Task 1 ▸
Summarize the passage on a patient's urge to die in two sentences.
Task 2 ▸
In the passage on a patient's urge to die, what is wanting to die almost always said to be?

Text shown ▸

◆ ◆ ◆ ◆

“How do I overcome my patient’s urge to die?”
We don’t overcome her urge to die. We accept it. We make room for it. We explore it.
As therapists, we can make the mistake of trying to “fix” the patient. We try to drug away her suicidal thoughts. We argue with her, try to convince her not to kill herself, offer all the reasons she should live. Then the conflict is between you and her: you want her to live and she wants to die. Meanwhile, no one listens to her.
The urge to die is double-sided. On the one hand, wanting to die is almost always how we turn rage toward others upon ourselves. In fact, the suicidal urge can be an opportunity to help the patient feel her rage where it really belongs.
At the same time, the urge to die affirms her life: “I don’t want to live this way. I don’t want to pretend I feel something I don’t feel. I don’t want to keep putting up this façade. This life of the false self is not worth living.”
We can agree. A life of lying to oneself, of being a false self, is not worth living.
Underneath her wish to kill the false self that traps her, is the urge to come out of prison. Underneath her wish to die is a wish to be reborn. Suicidal thoughts keep saying to her, “This is not enough! You shouldn’t have to live this way.” Her despair is not wrong. She should despair. Living with a façade is hopeless. Lying to herself is hopeless. She does not need to give up hope on herself, but she does need to give up hope on hopeless strategies: defenses.
She is right. Something does need to die. Not her. But her way of dying, the defenses that are killing her.

◆ ◆ ◆ ◆

Listed records ▸
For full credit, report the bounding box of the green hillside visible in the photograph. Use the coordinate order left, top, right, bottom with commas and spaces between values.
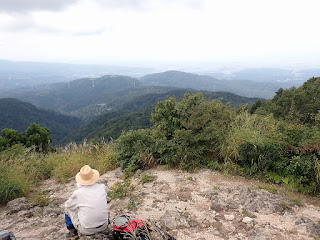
1, 75, 142, 115
0, 98, 81, 144
141, 71, 294, 98
256, 78, 320, 125
63, 89, 257, 143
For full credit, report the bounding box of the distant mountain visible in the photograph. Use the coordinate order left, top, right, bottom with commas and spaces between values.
3, 75, 148, 116
140, 71, 302, 98
0, 60, 153, 93
62, 89, 257, 144
0, 98, 81, 144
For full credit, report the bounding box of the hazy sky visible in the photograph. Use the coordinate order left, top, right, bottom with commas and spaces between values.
0, 0, 320, 63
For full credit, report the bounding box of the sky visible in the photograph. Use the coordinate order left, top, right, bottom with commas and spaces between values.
0, 0, 320, 67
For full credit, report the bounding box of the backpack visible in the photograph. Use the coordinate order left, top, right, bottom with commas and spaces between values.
0, 230, 16, 240
112, 215, 151, 240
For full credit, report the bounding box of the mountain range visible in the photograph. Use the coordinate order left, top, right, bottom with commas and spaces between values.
0, 98, 82, 144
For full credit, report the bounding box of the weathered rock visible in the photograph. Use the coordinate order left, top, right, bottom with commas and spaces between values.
242, 217, 253, 223
6, 197, 35, 215
295, 216, 320, 238
224, 214, 234, 221
249, 229, 272, 240
239, 188, 288, 213
160, 211, 199, 230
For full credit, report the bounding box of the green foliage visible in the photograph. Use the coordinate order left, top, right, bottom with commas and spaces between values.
257, 185, 279, 194
257, 78, 320, 125
116, 129, 154, 171
238, 142, 281, 175
25, 123, 52, 152
0, 123, 52, 152
0, 171, 30, 204
219, 111, 282, 162
0, 98, 81, 144
152, 94, 232, 170
0, 142, 118, 205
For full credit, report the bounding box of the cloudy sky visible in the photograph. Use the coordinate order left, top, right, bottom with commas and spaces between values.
0, 0, 320, 66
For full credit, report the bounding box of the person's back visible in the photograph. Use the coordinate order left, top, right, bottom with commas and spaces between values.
65, 165, 108, 238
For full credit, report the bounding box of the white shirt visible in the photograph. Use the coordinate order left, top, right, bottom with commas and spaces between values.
65, 183, 108, 228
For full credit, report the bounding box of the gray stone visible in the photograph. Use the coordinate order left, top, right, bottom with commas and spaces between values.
6, 197, 35, 215
295, 216, 320, 238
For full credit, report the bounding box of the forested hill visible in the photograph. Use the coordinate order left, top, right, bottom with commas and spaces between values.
256, 77, 320, 125
62, 89, 257, 144
0, 98, 81, 144
140, 71, 292, 98
0, 75, 142, 116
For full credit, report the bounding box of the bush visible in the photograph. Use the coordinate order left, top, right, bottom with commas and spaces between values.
220, 112, 283, 162
238, 142, 283, 173
0, 172, 31, 204
115, 129, 156, 171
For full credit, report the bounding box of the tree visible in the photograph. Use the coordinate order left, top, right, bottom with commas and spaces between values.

◆ ◆ ◆ ◆

Answer section 1 ▸
Therapists shouldn't try to overcome or "fix" a patient's urge to die; they should accept it, make room for it and explore it. The urge turns rage toward others upon oneself, but it also affirms life by rejecting a false self, so what needs to die is not the patient but the defenses that are killing her.

Answer section 2 ▸
How we turn rage toward others upon ourselves.